## Document excerpt
In these days, the milestone of 500 manuscripts fully digitized and freely accessible online by connecting to the site https://ambrosiana.comperio.it/library-digital ., without any subscription or registration, has been reached.
Among the 500 specimens, are very ancient manuscripts of capital importance for the history of knowledge, as well as many beautifully decorated and illuminated manuscripts, for a total of over 287,000 images, equal to more than 13 terabytes.
Even in a complicated period, marked by the pandemic that is still in progress, work has not stopped; indeed, it has proved to be of great help to scholars: to date, in fact, over 23,000 users from all over the world have been able to consult the material in the Ambrosiana digital library.
Due to the lockdown and subsequent precautionary limitations that prevented the work from continuing in presence at the Ambrosiana digitization laboratory, the Data Curation activities on the collections of digital images created in the course of previous projects and the consequent growth of the digital collections has always been active and conducted remotely.

## Using the information
1 > Reproduce word for word the part of the note on the Ambrosiana digital library that opens with the words containing "In these days, the" and closes with "has been reached.".
2 > Continue the note on the Ambrosiana digital library's 500 digitized manuscripts from its last sentence.

## Information provided
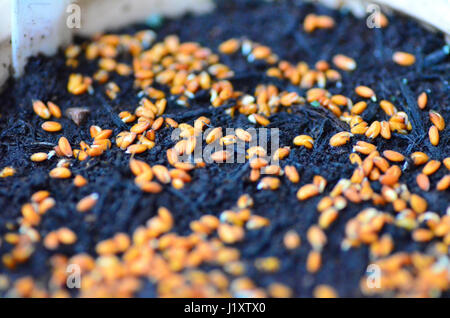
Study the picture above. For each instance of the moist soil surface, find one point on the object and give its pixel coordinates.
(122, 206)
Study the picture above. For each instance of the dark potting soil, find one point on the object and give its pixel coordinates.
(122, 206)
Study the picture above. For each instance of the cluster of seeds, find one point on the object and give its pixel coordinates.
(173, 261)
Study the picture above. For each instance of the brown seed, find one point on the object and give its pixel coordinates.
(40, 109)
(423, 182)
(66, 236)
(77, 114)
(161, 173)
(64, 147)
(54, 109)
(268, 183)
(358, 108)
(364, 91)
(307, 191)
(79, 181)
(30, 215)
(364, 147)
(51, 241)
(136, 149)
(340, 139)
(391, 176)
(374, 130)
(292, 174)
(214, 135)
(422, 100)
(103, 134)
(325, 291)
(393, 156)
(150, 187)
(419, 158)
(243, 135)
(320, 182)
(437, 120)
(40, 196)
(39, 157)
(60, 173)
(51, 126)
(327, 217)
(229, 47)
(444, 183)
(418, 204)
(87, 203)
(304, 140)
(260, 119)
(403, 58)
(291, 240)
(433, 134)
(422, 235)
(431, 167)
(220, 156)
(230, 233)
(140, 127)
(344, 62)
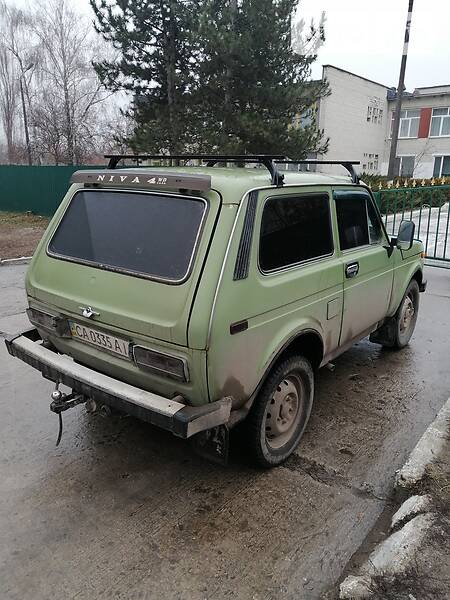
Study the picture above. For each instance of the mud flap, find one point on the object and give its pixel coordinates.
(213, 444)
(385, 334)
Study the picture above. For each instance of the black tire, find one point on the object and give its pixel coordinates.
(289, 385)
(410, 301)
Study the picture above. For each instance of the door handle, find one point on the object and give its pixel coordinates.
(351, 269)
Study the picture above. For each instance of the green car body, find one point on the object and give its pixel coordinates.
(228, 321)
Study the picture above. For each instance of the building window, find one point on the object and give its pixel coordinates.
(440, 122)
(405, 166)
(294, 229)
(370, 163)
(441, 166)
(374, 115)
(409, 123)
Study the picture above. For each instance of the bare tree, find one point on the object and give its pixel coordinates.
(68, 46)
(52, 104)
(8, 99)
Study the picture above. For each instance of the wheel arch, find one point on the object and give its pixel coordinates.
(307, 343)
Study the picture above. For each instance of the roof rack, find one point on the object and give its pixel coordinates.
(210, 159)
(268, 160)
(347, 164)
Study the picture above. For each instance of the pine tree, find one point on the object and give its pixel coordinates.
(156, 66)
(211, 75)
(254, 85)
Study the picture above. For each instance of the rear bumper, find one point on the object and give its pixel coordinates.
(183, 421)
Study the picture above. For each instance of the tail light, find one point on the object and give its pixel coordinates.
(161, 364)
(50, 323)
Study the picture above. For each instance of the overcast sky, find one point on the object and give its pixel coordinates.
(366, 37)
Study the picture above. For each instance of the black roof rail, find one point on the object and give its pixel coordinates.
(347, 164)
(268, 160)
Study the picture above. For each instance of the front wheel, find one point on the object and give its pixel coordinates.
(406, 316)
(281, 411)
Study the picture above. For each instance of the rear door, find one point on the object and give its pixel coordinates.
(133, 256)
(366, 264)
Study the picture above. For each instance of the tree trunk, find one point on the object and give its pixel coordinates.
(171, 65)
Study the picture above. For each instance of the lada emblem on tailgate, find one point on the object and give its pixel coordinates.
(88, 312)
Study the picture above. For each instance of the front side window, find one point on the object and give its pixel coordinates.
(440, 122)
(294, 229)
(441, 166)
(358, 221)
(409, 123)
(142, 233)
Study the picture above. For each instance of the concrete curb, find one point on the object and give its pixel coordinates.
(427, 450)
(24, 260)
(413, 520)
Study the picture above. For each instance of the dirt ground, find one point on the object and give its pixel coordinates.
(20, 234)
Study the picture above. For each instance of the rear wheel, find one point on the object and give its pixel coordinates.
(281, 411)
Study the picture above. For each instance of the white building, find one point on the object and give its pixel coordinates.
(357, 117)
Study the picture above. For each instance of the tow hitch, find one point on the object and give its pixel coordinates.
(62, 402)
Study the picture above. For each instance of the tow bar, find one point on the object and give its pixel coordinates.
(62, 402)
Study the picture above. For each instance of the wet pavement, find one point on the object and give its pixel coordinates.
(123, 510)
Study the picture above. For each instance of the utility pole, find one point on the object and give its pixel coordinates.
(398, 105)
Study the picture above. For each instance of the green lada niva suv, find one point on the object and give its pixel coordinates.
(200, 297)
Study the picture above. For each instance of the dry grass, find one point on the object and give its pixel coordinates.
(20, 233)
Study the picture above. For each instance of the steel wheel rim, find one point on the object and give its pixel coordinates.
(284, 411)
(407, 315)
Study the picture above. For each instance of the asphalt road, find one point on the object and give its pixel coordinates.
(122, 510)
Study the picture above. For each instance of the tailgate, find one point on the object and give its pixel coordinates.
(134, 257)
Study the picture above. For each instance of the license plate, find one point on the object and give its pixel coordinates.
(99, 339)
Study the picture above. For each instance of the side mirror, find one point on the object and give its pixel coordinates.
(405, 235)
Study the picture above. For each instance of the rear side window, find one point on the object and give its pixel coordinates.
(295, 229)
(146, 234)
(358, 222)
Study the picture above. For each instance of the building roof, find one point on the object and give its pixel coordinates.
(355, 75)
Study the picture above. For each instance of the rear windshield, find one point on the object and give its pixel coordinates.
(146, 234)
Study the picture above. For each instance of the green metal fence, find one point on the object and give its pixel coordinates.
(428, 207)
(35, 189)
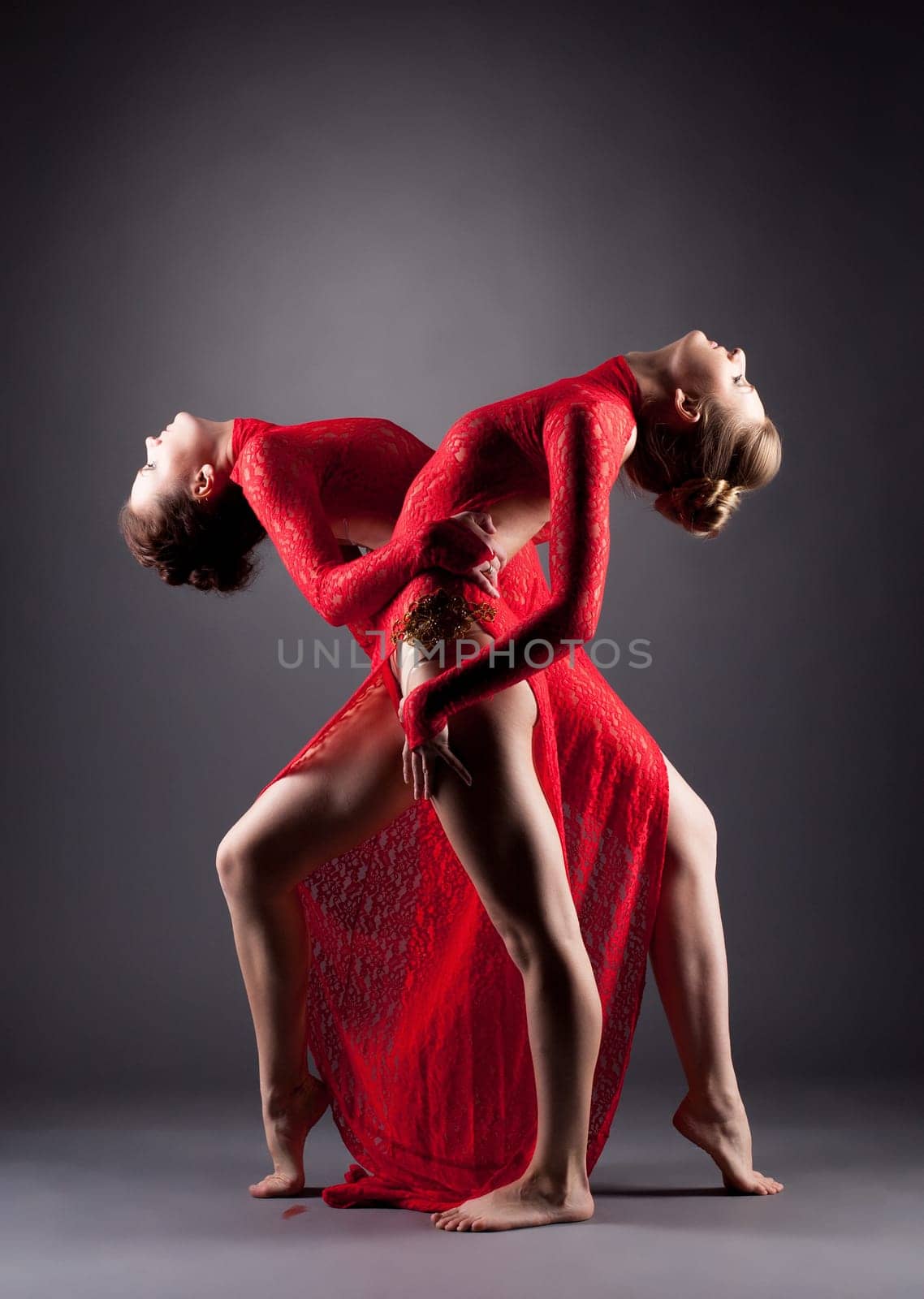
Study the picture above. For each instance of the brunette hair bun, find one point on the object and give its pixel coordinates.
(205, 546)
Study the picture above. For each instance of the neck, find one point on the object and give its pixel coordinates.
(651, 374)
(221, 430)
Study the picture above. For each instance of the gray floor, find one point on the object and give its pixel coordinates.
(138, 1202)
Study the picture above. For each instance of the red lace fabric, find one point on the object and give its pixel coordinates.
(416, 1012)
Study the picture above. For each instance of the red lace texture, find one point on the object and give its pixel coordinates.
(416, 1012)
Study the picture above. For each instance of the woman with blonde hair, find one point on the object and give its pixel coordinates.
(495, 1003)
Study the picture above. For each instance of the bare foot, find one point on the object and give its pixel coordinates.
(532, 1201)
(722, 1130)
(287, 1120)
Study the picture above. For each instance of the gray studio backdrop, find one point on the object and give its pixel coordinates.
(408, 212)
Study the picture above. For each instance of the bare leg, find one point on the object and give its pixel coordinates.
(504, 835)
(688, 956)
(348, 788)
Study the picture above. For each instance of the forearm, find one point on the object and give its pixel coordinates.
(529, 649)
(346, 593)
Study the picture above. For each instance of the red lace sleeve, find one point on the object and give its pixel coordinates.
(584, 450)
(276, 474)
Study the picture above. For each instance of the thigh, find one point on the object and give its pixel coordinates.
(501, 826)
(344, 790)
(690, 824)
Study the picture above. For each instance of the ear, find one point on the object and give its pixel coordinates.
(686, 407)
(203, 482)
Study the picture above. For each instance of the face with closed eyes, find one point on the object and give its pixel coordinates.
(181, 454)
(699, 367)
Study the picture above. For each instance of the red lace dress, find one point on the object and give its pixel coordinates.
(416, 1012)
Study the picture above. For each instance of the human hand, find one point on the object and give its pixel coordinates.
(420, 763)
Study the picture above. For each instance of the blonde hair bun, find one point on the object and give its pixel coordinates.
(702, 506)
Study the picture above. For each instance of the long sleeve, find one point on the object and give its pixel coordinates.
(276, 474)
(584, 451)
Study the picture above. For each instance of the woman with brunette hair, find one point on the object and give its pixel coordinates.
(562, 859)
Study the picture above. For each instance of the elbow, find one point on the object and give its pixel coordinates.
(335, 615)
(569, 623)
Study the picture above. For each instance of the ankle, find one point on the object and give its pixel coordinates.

## Responses per task
1 >
In these days, the milestone of 500 manuscripts fully digitized and freely accessible online by connecting to the site https://ambrosiana.comperio.it/library-digital ., without any subscription or registration, has been reached.

2 >
All the efforts undertaken in this sense were fundamental to achieving the goal of 500 fully digitized manuscripts: for this purpose the technical characteristics of the project itself played a key role, from the very first moment strongly aimed at the service to users; having joined (the first Italian library) the community of the International Image Interoperability Framework-IIIF, in fact, has allowed the digital library of the Ambrosiana to confirm itself as a flexible platform with agile consultation through different types of electronic devices: from computers desktops, laptops, up to mobile devices featuring small screens, such as smartphones and tablets.
In this way, the project continues to achieve its general objectives, that is, to enhance the main manuscript collections, in order to encourage their use and preservation, ad publicum commodum et utilitatem (“for public good and utility”), according to the expression of the founder of the Ambrosiana, the far-sighted cardinal Federico Borromeo.